Input rows:
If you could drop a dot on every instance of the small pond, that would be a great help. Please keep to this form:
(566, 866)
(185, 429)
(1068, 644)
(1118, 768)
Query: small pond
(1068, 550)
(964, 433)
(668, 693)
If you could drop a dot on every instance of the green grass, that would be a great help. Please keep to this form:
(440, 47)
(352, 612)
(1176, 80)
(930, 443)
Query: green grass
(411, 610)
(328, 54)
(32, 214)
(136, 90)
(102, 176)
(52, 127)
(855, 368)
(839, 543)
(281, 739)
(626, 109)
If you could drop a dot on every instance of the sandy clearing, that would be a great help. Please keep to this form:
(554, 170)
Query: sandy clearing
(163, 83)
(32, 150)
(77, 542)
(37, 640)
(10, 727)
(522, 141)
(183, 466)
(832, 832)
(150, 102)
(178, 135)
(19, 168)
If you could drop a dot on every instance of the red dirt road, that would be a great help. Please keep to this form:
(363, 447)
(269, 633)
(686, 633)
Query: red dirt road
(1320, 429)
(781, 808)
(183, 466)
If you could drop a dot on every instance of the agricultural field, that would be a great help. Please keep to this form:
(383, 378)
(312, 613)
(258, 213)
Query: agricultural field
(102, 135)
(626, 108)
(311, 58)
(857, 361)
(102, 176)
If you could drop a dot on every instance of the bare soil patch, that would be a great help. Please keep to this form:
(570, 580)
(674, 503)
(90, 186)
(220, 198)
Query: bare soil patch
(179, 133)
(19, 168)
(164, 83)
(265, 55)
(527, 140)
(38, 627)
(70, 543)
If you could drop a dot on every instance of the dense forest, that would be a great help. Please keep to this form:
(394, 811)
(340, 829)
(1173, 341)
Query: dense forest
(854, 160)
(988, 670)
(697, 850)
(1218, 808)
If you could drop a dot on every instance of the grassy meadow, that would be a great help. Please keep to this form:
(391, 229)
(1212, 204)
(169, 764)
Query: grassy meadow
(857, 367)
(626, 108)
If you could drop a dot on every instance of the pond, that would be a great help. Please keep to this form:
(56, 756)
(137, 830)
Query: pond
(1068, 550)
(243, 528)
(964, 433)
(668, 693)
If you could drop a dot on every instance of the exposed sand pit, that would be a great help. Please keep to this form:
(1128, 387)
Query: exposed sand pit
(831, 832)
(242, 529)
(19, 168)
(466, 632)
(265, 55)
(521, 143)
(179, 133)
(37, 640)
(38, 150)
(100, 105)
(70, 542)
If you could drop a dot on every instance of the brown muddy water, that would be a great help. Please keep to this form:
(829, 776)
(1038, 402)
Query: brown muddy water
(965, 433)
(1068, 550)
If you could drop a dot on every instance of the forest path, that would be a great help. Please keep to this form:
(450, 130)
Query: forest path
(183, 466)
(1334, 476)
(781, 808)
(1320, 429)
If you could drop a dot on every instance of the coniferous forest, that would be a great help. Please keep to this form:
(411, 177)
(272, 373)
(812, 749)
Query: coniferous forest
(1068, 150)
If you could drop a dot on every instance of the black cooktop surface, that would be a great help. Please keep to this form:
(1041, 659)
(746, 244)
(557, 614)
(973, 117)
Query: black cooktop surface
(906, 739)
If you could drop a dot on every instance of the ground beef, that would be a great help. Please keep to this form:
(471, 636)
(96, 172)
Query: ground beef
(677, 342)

Problem to work on: Rewrite the records from the line containing "of the ground" through the end of the records, including the requests. Multiply each point coordinate in the answers by 2.45 and round to whole numbers, with halves rounded up, while leaving the requests and their format samples as they are.

Output for this exercise:
If you could drop a dot on every instance of the ground beef, that would be a great help. Please keep to this form:
(471, 636)
(96, 172)
Query: ground beef
(1659, 838)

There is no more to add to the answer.